— What you are asked to do —
Every line from the one containing "Prove it: the flower bud" to the one containing "Prove it: the stem" in the records below, both included, must be set down exactly, and no other line.

— Available data —
────
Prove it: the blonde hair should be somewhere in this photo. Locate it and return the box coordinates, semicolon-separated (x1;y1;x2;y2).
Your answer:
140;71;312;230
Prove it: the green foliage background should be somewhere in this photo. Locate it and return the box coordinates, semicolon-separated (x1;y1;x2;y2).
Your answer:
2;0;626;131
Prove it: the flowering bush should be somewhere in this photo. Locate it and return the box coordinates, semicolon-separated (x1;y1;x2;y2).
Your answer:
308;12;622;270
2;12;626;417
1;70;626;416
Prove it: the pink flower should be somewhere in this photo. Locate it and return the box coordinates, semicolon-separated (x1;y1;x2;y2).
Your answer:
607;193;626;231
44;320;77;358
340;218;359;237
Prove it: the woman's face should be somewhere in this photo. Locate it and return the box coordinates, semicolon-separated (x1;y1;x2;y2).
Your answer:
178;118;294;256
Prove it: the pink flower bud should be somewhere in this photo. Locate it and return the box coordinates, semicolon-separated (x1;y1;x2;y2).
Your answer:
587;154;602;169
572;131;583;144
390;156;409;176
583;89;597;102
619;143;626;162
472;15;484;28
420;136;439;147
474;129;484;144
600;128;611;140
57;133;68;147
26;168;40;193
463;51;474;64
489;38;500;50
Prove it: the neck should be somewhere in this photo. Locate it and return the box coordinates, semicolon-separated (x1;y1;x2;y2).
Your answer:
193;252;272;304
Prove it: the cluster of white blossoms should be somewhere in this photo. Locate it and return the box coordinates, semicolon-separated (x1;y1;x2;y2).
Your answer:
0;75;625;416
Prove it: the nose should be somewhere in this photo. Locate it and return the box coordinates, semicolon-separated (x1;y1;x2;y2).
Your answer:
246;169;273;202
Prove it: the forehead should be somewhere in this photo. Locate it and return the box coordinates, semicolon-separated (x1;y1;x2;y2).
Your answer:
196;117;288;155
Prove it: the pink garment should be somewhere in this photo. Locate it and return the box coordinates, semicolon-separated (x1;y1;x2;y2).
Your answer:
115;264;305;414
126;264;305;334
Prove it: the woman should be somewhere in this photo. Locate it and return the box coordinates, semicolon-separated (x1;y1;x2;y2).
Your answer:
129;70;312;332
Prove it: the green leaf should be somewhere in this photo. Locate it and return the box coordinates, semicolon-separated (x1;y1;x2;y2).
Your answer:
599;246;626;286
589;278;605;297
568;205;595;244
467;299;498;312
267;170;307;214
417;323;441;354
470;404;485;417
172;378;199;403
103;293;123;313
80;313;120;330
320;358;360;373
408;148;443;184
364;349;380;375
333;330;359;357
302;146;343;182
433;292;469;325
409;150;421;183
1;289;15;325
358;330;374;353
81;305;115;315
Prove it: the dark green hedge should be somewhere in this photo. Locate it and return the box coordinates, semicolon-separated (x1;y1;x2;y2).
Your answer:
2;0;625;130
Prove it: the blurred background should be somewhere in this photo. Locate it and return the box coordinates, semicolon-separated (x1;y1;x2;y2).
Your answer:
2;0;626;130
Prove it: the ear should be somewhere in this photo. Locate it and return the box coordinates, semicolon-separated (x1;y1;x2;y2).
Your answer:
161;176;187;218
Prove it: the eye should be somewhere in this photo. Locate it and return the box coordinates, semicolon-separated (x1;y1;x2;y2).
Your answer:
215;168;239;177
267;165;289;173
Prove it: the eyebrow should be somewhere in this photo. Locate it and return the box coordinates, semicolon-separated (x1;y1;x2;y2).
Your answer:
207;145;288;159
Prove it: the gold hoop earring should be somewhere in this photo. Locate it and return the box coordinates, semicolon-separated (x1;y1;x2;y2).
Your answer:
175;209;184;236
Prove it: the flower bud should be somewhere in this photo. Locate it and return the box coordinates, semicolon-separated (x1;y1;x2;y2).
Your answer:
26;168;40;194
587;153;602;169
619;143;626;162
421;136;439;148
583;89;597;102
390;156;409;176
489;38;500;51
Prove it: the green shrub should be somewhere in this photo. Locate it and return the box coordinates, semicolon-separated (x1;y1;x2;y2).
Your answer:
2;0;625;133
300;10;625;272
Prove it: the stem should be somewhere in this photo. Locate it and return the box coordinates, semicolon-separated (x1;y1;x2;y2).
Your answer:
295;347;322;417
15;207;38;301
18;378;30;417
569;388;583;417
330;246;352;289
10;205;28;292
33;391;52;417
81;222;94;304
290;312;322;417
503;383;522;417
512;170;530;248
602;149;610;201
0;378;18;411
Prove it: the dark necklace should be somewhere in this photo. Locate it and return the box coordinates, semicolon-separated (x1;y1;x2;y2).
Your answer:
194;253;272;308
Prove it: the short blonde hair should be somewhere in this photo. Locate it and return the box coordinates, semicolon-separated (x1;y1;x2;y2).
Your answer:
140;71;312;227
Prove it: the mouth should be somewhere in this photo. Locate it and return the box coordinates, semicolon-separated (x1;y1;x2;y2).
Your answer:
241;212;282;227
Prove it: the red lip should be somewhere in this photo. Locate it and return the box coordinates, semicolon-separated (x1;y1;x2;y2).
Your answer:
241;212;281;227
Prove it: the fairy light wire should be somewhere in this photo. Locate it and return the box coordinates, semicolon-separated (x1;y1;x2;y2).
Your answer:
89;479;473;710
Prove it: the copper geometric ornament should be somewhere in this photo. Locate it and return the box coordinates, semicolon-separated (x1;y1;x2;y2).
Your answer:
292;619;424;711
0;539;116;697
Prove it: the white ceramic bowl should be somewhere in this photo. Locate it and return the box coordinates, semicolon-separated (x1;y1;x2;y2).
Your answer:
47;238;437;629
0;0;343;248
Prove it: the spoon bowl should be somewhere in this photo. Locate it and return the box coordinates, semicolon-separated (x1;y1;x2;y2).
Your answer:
────
— Result of the task —
Prove it: the flower bud should be somewhere in this photo. Locate it and return the box coordinates, semicolon-separated (x1;y1;x2;y2).
Your answer:
26;168;40;194
587;153;602;169
619;143;626;162
421;136;439;148
583;89;597;102
390;156;409;176
489;38;500;51
Prove it: the green shrub should be somewhere in this photo. Locate it and return the box coordinates, semicolon-separated (x1;y1;x2;y2).
Your answer:
2;0;625;133
300;10;625;272
Prove it: the stem should be somewhere in this photo. Locate it and return the box coordinates, semicolon-separated (x1;y1;x2;y2).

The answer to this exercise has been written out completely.